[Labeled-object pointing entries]
——

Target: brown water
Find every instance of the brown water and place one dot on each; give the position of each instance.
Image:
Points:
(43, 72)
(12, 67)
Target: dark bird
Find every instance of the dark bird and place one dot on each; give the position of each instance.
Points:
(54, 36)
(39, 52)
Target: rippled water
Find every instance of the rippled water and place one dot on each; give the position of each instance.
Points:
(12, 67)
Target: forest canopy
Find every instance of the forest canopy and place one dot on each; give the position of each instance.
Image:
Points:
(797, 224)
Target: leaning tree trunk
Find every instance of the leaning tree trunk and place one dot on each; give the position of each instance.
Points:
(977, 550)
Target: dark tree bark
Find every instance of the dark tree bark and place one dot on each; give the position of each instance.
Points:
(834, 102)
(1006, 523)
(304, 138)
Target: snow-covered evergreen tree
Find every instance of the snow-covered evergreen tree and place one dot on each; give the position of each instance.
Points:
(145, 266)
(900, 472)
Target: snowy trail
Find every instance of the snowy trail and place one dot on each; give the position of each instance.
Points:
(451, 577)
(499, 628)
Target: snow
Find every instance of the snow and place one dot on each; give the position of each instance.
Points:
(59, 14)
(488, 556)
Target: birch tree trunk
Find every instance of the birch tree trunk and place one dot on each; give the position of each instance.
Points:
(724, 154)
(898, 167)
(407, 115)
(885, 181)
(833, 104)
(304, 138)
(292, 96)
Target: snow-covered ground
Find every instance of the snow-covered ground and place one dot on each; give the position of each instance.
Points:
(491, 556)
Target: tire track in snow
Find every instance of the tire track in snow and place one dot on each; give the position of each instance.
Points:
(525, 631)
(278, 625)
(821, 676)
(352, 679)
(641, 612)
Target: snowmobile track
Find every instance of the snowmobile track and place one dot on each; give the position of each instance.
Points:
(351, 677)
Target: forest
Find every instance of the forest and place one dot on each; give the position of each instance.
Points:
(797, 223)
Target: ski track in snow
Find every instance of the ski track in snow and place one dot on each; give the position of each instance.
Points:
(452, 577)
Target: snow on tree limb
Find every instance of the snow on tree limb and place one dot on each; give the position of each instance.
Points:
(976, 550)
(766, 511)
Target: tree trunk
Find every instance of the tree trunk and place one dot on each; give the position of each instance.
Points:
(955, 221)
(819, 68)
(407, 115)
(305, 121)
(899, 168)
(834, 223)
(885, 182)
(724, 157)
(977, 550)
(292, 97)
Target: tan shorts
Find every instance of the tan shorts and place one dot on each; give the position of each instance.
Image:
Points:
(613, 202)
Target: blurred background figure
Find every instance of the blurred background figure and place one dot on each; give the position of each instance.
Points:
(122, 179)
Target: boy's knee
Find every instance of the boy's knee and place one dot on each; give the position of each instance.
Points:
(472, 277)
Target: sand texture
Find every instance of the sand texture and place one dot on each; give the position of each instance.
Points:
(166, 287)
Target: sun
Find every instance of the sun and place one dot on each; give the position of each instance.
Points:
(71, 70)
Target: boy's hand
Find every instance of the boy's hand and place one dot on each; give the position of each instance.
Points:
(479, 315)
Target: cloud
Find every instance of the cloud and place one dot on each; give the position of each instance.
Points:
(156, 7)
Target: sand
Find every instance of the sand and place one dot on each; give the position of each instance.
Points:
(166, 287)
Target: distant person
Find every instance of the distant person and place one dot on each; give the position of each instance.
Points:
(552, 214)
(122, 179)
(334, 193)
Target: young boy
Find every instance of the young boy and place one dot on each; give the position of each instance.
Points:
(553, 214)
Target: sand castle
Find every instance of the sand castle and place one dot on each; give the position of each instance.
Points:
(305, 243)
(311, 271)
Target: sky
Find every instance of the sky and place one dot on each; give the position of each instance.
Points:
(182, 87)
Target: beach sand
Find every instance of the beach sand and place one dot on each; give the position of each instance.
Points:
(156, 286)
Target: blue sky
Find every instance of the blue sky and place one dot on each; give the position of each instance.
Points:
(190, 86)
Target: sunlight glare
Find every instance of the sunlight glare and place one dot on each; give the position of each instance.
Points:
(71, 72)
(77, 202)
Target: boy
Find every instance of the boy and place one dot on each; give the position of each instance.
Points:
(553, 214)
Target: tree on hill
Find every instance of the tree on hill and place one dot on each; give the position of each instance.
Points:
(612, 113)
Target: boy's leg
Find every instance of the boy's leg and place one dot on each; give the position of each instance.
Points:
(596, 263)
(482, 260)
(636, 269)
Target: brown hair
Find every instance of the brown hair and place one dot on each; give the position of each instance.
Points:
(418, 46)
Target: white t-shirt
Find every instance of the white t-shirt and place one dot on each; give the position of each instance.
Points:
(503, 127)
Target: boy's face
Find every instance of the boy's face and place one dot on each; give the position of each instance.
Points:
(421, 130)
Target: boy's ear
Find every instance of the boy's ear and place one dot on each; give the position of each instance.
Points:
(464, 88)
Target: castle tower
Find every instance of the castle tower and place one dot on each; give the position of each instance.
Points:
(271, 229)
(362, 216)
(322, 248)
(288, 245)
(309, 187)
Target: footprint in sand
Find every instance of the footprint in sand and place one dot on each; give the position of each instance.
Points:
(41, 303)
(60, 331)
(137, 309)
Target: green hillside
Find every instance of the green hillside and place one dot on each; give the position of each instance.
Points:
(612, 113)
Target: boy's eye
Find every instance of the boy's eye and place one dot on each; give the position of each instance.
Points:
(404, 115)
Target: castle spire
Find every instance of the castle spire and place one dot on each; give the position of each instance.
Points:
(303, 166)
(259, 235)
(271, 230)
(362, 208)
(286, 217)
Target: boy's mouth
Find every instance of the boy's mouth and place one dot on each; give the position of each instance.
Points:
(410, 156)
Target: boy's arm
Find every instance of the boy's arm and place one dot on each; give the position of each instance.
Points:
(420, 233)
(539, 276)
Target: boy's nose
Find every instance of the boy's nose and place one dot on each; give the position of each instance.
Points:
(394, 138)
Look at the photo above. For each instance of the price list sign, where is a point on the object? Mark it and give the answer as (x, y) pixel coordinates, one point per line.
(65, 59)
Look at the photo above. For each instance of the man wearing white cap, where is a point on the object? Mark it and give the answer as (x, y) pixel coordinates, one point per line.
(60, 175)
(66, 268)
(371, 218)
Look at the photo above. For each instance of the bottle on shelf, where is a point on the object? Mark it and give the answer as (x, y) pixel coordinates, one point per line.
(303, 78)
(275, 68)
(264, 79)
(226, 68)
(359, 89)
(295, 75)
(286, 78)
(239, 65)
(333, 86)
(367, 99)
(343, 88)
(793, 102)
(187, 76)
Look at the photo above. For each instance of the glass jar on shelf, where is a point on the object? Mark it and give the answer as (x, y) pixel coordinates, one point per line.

——

> _Written request_: Reproduce each line of the records precisely as it stands, from the first line to the last.

> _Final result_:
Target: brown water
Find every instance of the brown water and place one dot on each; give the position of each instance.
Image:
Points:
(43, 72)
(12, 67)
Target: dark bird
Find every instance of the dark bird and place one dot on each; give the position of each instance.
Points:
(54, 36)
(39, 52)
Target: rippled water
Find every instance of the rippled water and place one dot on each; give the position of each instance.
Points:
(12, 67)
Target: forest canopy
Find every instance of the forest canopy and place one dot on each; give the position of each instance.
Image:
Points:
(797, 224)
Target: leaning tree trunk
Find every instance of the leaning tree trunk and place one dot on each; give the position of each instance.
Points:
(977, 550)
Target: dark tree bark
Find every instance of the dark tree bark and place one dot on each; give the position of each instance.
Points:
(834, 102)
(1006, 523)
(304, 138)
Target: snow-covered evergreen tree
Find every instance of the snow-covered evergreen tree and place one dot on each; give the position of each instance.
Points:
(145, 266)
(900, 472)
Target: snowy trail
Find every instance of the snowy trail and place one dot on each; give the position of each instance.
Points:
(451, 577)
(499, 628)
Target: snow
Find every instance of the snow and place one dot on each; give the position of each instance.
Points:
(59, 14)
(488, 556)
Target: birch tree trunk
Find every instance of the birch tree trunk and place one dot on each; give the position of each instance.
Points:
(724, 154)
(898, 167)
(407, 115)
(885, 181)
(833, 104)
(304, 138)
(292, 96)
Target: snow-covered ground
Find every instance of the snow-covered ground and place one dot on each; give the position of each instance.
Points:
(491, 556)
Target: tire track in snow
Find every instance of the tire track in snow and place one dot on each; give the position of each instance.
Points:
(525, 631)
(278, 625)
(821, 676)
(352, 679)
(641, 612)
Target: snowmobile track
Find every instance of the snowmobile track and place one dot on each; give the position of each instance.
Points:
(351, 677)
Target: forest
Find every instance of the forest and place one dot on each; give the position of each instance.
Points:
(797, 223)
Target: ski track in snow
Find every instance of the ski track in snow and place one dot on each; give the position of each instance.
Points:
(452, 577)
Target: snow on tree limb
Find every instance of the snow on tree limb and place one dot on each; give the position of each instance.
Points:
(976, 550)
(766, 511)
Target: tree trunk
Find every instance of the tree trunk and place one dot on each; give the position of each instance.
Points:
(955, 221)
(819, 68)
(407, 115)
(305, 121)
(899, 168)
(834, 223)
(885, 182)
(724, 157)
(977, 550)
(292, 97)
Target: tan shorts
Find every instance of the tan shorts and place one dot on each; give the position of each instance.
Image:
Points:
(613, 202)
Target: blurred background figure
Find every instance of the blurred background figure and place one dot on each; give the position of each instance.
Points:
(122, 179)
Target: boy's knee
Find every instance of the boy's knee and place one dot on each; give the position of each instance.
Points:
(472, 277)
Target: sand texture
Find every instance of the sand texture and place one dot on each; give the position of each instance.
Points:
(166, 287)
Target: sun
Find every instance of the sun and place one dot on each; give the position of each instance.
Points:
(71, 70)
Target: boy's hand
Find every instance of the boy's hand and place one dot on each; give the position of each instance.
Points:
(479, 315)
Target: cloud
Find every instance of the cloud and place one dot on each; give the position of each instance.
Points:
(156, 7)
Target: sand
Find every instance of the sand and place one dot on each; give the position of each instance.
Points:
(166, 287)
Target: distant person
Find every instance of the distant person and place one dot on each; give the position of each instance.
Points:
(552, 214)
(122, 179)
(334, 193)
Target: young boy
Find every instance of the young boy and place one dot on each; give the position of each instance.
Points:
(553, 214)
Target: sand castle
Find every instance of the sand castle and place one dot on each; give the position of each instance.
Points:
(305, 243)
(311, 271)
Target: sky
Find every instance of the sky and place one dot on each; give the position of each instance.
Points:
(182, 87)
Target: beach sand
Find every instance of the beach sand and place one dot on each; give the position of each instance.
Points:
(156, 286)
Target: blue sky
Find every instance of the blue sky and place one dot on each; give the position of each instance.
Points:
(190, 86)
Target: sunlight glare
Find every instance of the sunlight glare and place one dot on each; give the position of each instance.
Points:
(71, 72)
(77, 202)
Target: boy
Find every instance of the boy and place one dot on each; give the position of each instance.
Points:
(553, 214)
Target: tree on hill
Find every instance of the tree on hill and place one dot on each; give the position of each instance.
Points:
(612, 113)
Target: boy's leg
Find every instance of the boy's leg and place one dot on each; give the position of each instance.
Points:
(596, 263)
(482, 260)
(636, 269)
Target: brown hair
Find every instance of the brown hair and place one dot on each; give the position of each instance.
Points:
(418, 46)
Target: white t-shirt
Find every instance of the white t-shirt and place one dot on each; give the position of each instance.
Points:
(503, 127)
Target: boy's face
Find every instance of the boy's face and place one dot on each; give the position of each instance.
Points:
(421, 130)
Target: boy's ear
Find every instance of the boy's ear and place one dot on each; give the position of each instance.
Points:
(464, 88)
Target: castle tower
Find every instance of the castle tower and place one dot on each; give the position of each instance.
Points:
(271, 229)
(362, 216)
(322, 248)
(288, 245)
(309, 187)
Target: footprint in sand
Find every instance of the footprint in sand and place one dot on each; give the position of each instance.
Points:
(41, 303)
(60, 331)
(137, 309)
Target: green hillside
Find every instance of the green hillside and place one dot on each; give the position of each instance.
Points:
(612, 113)
Target: boy's eye
Find every instance of the boy's eye and place one dot on each; give the position of each instance.
Points:
(404, 115)
Target: castle spire
Find every instance of the castle spire and place one dot on each; give the position of each instance.
Points:
(303, 166)
(259, 235)
(271, 230)
(362, 208)
(286, 217)
Target: boy's mouth
Find every instance of the boy's mouth and place one dot on each; give the position of each instance.
Points:
(410, 156)
Target: boy's arm
Find every instance of the boy's arm and place one dot on each; give the position of each instance.
Points:
(420, 233)
(539, 276)
Target: boy's nose
Find every instance of the boy's nose and place one dot on each; give the position of each instance.
Points:
(394, 138)
Look at the photo above. For each instance of the price list sign, where is a point on the object? Mark it and give the answer as (x, y) pixel coordinates, one point per line.
(65, 59)
Look at the photo above. For each instance of the man wearing white cap, where is a point on the object? Mark it and give the answer as (x, y) pixel coordinates, one point per line.
(60, 175)
(66, 268)
(371, 218)
Look at the photo above. For each instance of the bottle on shelf, where is a point on the object? Mark it and give the answer as (x, y) pixel coordinates, one point per line.
(303, 78)
(275, 68)
(264, 79)
(226, 68)
(359, 89)
(295, 75)
(286, 78)
(239, 65)
(333, 86)
(367, 99)
(343, 88)
(793, 102)
(187, 76)
Look at the photo above. For each instance of the glass jar on shelf, where is a point on the object? Mark it and give the answer as (x, y) pixel coordinates, one point per line.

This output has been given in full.